YOUR INSTRUCTIONS — Please copy all the rows below word for word, leaving the pictures out of your answer.

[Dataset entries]
begin

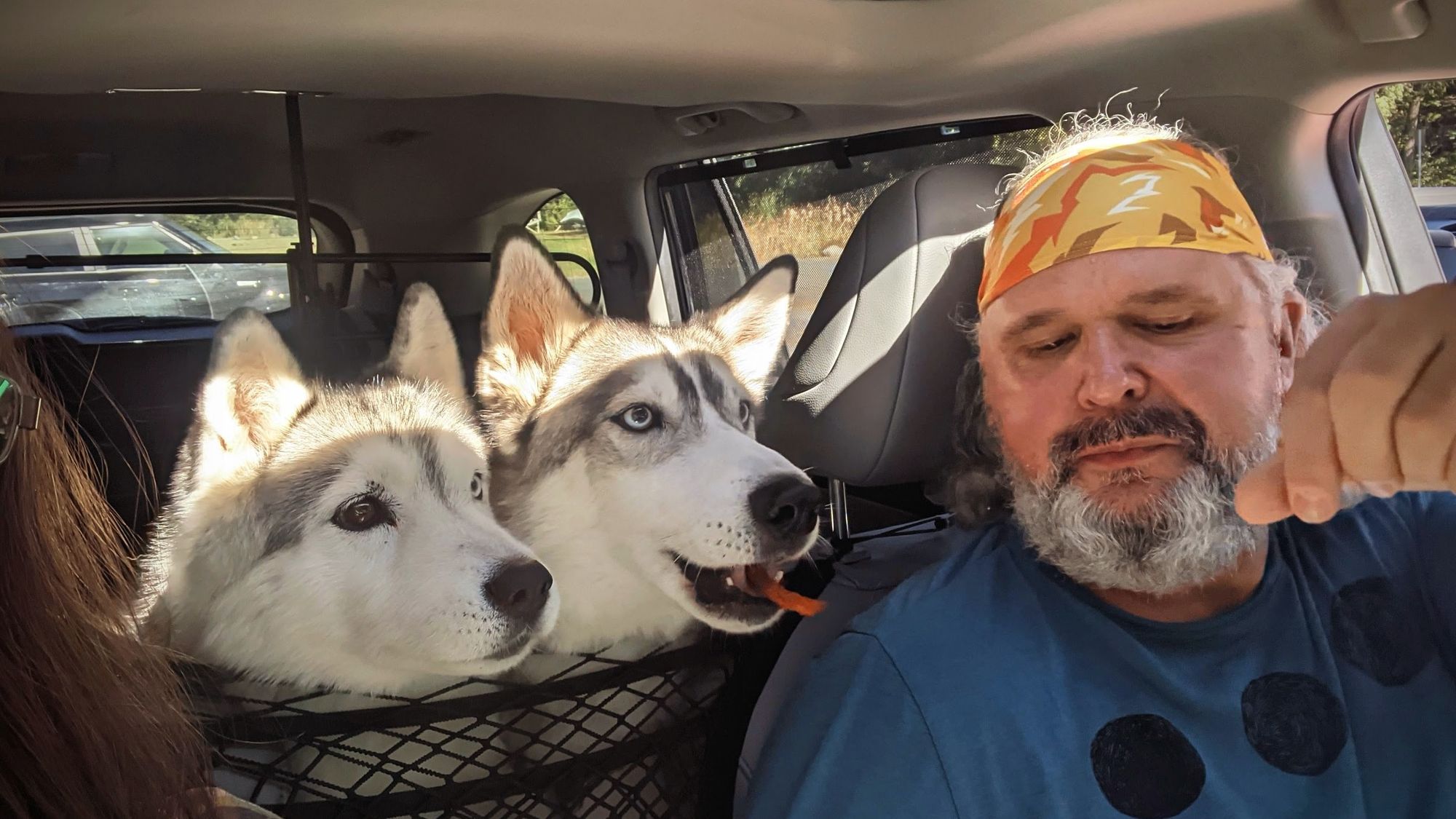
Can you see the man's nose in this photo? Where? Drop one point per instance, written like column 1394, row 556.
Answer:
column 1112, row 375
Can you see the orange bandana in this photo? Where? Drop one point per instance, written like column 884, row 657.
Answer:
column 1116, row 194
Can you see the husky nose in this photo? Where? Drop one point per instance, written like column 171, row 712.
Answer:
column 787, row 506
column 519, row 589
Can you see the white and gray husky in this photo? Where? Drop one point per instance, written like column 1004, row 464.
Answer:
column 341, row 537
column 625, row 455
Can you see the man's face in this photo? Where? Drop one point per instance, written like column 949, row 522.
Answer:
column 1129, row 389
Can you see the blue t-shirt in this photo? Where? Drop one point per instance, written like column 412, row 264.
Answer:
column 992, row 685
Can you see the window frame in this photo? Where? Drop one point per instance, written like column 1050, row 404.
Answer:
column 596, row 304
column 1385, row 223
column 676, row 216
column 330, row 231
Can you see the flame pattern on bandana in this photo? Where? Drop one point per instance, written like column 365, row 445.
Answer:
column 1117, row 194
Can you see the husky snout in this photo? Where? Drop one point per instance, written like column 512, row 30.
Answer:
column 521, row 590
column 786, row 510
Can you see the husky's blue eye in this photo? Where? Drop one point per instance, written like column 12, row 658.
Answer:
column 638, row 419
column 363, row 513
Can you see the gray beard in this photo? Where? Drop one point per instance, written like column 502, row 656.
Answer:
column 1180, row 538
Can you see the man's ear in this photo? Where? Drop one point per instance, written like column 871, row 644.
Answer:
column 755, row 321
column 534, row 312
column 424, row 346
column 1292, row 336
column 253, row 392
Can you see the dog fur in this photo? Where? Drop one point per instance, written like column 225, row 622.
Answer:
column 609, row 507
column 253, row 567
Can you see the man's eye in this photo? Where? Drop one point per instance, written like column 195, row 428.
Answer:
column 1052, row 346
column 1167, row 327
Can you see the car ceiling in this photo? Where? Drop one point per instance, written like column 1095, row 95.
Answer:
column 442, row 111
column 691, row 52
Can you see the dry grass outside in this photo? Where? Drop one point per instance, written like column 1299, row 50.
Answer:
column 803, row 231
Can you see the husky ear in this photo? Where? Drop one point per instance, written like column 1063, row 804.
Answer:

end

FULL RESPONSE —
Can you see the man's nose in this photo? Where? Drop one point per instance, written like column 1394, row 556.
Answer:
column 1112, row 375
Can you see the orange bandana in this photo? Where? Drop one point per instance, written like column 884, row 657.
Answer:
column 1116, row 194
Can you see the husky nose in this photo? Where? Drop one point per instance, written like column 171, row 712.
Answer:
column 787, row 506
column 519, row 589
Can you see the white and gray husky in this photo? Where? Drop one point per instance, written like column 1004, row 464.
Answer:
column 341, row 537
column 625, row 455
Can you see the man's face in this photo? Where? Drop one point per instance, written like column 949, row 522.
Answer:
column 1129, row 389
Can you see the blue t-shirt in this photo? Where? Drop one point per instance, written like column 412, row 264.
Answer:
column 992, row 685
Can you see the window frame in this photo? Where? Drop one point per instance, written like column 1050, row 404.
Answer:
column 596, row 304
column 1385, row 223
column 676, row 216
column 330, row 231
Can you see the flame pattern on bandana in this photo? Where? Drop one point per instance, written like column 365, row 445.
Answer:
column 1117, row 194
Can you see the husky snout in this photo? Where? Drop one point per instance, written like column 512, row 30.
Answer:
column 521, row 590
column 786, row 510
Can you see the husky's blue eye in this photo? Where? Drop one point per instance, written like column 12, row 658.
Answer:
column 638, row 419
column 363, row 513
Can you see the gray beard in this photo? Where? Drop one point per instance, written like column 502, row 656.
Answer:
column 1180, row 538
Can you see the man's ear in this photo? Where? Drop one point per instance, written like column 871, row 644.
Answer:
column 755, row 321
column 534, row 312
column 424, row 346
column 1292, row 336
column 253, row 392
Can you see the dog fur in this photo? Where? Drop one point per instance, written like column 225, row 622.
Answer:
column 609, row 507
column 253, row 567
Can you see the man's eye in this photo? Where? Drop one point per instance, written like column 195, row 428.
Answer:
column 1052, row 346
column 1167, row 327
Can you see the car ceiling in this photo? Where? Drop one point per instance, written like column 1095, row 95.
Answer:
column 442, row 111
column 691, row 52
Can you see the dry grass outside in this photo? Where? Drop one point per instance, written like column 1299, row 50.
Answer:
column 803, row 231
Can you see the husky ear in this photo? Where? Drop one point per instance, written like column 1063, row 804.
Answer:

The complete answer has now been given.